» **Exercise details**: Continue the article below on sizing LLM eval sets with power analysis, starting right after its final paragraph.
-- Page text follows --
Power analysis for LLM evals: how big does your eval set need to be to catch a 5% regression?

TL;DR: Most eval sets are sized by "what we had lying around", not by what they can actually detect. If your eval set is 50 traces and you are trying to catch a 5-point drop in pass rate, you are underpowered: the regression hides inside sampling noise more often than not, and you ship it green. A two-line power calculation tells you the size you actually need, and ours said roughly 4x what we were running.

The number nobody computes

We argue about which metric to use and skip the prior question: how big a change can this eval set even see. An eval set has a detection floor, like any experiment. Below it, a real regression and an unlucky sample look identical, so a green run means nothing.

A two-line power check

For a pass/fail eval, detecting a drop from p1 to p2 at 80% power is a standard two-proportion calculation:

from statsmodels.stats.power import NormalIndPower
from statsmodels.stats.proportion import proportion_effectsize

# detect a drop from 0.90 to 0.85 (5 points), 80% power, alpha 0.05
es = proportion_effectsize(0.90, 0.85)
n = NormalIndPower().solve_power(effect_size=es, alpha=0.05, power=0.8, alternative="smaller")
print(round(n))   # a few hundred per run, not 50

At 50 traces we could only reliably catch a swing of ~15 points, which is a disaster you would notice anyway, not the slow drift you actually care about.
-- Page text concluded --
-- Raw data follows --
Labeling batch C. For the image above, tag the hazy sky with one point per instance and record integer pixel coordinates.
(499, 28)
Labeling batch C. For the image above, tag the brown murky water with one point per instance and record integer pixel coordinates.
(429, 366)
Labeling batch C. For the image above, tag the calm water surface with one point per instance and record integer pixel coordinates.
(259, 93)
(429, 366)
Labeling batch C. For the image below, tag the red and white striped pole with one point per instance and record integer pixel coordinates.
-- Raw data concluded --
» **The answer**:
What we changed

Sized the eval set to the smallest regression we cared about (a 5-point drop), which set the floor. Stratified so rare-but-important slices were not drowned out. Reported the eval result with its uncertainty, so a 1-point move stopped triggering investigations.

The honest caveat

Bigger eval sets cost more (every trace is judge tokens), so there is a real tension between detection power and eval cost. The answer is not "make it huge", it is "size it to the smallest regression that would actually hurt, and no smaller." For us that was a few hundred; for a safety-critical check it might be thousands.

Open question

The power calc assumes i.i.d. traces, and production traffic is bursty, correlated, and drifting. I do not have a clean way to compute effective sample size for a correlated eval set, so I treat the "few hundred" as a floor and pad it. If you have done power analysis on correlated eval traffic properly, I would like to read how.